Source data:
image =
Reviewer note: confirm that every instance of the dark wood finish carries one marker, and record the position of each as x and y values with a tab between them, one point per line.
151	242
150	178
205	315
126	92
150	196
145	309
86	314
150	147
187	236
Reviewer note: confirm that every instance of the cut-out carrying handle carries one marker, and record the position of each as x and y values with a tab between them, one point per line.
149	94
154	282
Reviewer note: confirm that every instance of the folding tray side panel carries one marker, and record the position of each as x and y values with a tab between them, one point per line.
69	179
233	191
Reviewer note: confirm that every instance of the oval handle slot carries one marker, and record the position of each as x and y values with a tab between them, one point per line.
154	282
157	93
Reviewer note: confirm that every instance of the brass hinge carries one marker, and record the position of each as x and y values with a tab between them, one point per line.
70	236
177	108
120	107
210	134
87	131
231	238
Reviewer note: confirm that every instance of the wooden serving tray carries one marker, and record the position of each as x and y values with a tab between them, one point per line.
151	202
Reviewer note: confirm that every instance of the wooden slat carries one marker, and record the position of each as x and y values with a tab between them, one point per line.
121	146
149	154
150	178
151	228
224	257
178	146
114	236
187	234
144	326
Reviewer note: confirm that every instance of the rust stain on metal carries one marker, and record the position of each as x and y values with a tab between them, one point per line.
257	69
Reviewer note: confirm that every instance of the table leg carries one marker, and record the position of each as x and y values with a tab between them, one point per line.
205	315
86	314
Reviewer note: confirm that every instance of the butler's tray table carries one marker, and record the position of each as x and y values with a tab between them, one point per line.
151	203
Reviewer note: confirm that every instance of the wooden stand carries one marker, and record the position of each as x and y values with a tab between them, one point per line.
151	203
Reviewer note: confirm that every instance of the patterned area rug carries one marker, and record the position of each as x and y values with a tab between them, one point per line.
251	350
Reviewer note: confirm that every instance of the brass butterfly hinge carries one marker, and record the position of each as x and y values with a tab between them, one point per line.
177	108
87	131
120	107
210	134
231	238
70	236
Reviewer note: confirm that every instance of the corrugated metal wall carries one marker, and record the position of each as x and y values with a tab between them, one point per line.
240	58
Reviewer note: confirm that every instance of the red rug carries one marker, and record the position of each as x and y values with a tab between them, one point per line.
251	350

Work request:
Copy out all of the data exactly, leaving nothing out.

Answer to the problem:
image =
Reviewer note: confirm that every instance of the dark wood finish carries one marker, and record the position of each as x and y values with a tab between them, one point per line.
151	242
150	178
205	315
126	92
150	196
145	309
86	314
150	147
187	236
Reviewer note: confirm that every instance of the cut-out carrying handle carries one marker, and record the position of each as x and y values with a tab between them, one point per line.
149	94
154	282
Reviewer note: confirm that every instance of the folding tray side panel carries one marker, and record the position of each as x and y values with a tab between them, one point per line.
69	179
233	191
Reviewer note: confirm that every instance of the oval handle slot carries one marker, and record the position of each as x and y values with a tab between them, one point per line.
154	282
157	93
Reviewer note: confirm that every instance of the brass hinge carries one marker, and record the position of each as x and y values with a tab between them, one point per line.
70	236
177	108
120	107
210	134
87	131
231	238
Reviewer note: confirm that every instance of the wooden serving tray carries one marker, and record the position of each as x and y values with a tab between them, one point per line.
151	202
Reviewer note: confirm that every instance of the wooden slat carries one marker, and record the position of each as x and y values with a tab between them, one point per line.
121	146
149	154
150	178
151	228
224	257
178	146
114	236
187	234
144	326
Reviewer note: confirm that every instance of the rust stain on metal carries one marker, and record the position of each as x and y values with a tab between them, one point per line.
257	69
Reviewer note: confirm that every instance of the table leg carries one marker, and record the position of each as x and y values with a tab between them, one point per line.
205	315
86	314
Reviewer note: confirm that every instance of the butler's tray table carries one marker, and record the position of each as x and y values with a tab between them, one point per line.
151	203
Reviewer note: confirm that every instance of the wooden stand carries one marker, and record the position of each as x and y values with a tab between them, one point per line.
151	203
Reviewer note: confirm that every instance of the patterned area rug carries one marker, and record the position of each as x and y values with a tab between them, one point per line.
251	350
Reviewer note: confirm that every instance of the brass butterfly hinge carries one marker, and record the position of each as x and y values with a tab between them, one point per line.
177	108
87	131
120	107
210	134
231	238
70	236
Reviewer note: confirm that every instance of the corrugated metal wall carries one marker, and record the position of each as x and y values with a tab between them, one point per line.
240	58
Reviewer note: confirm that every instance of the red rug carries one marker, and record the position of each as x and y values with a tab between them, one point per line.
251	350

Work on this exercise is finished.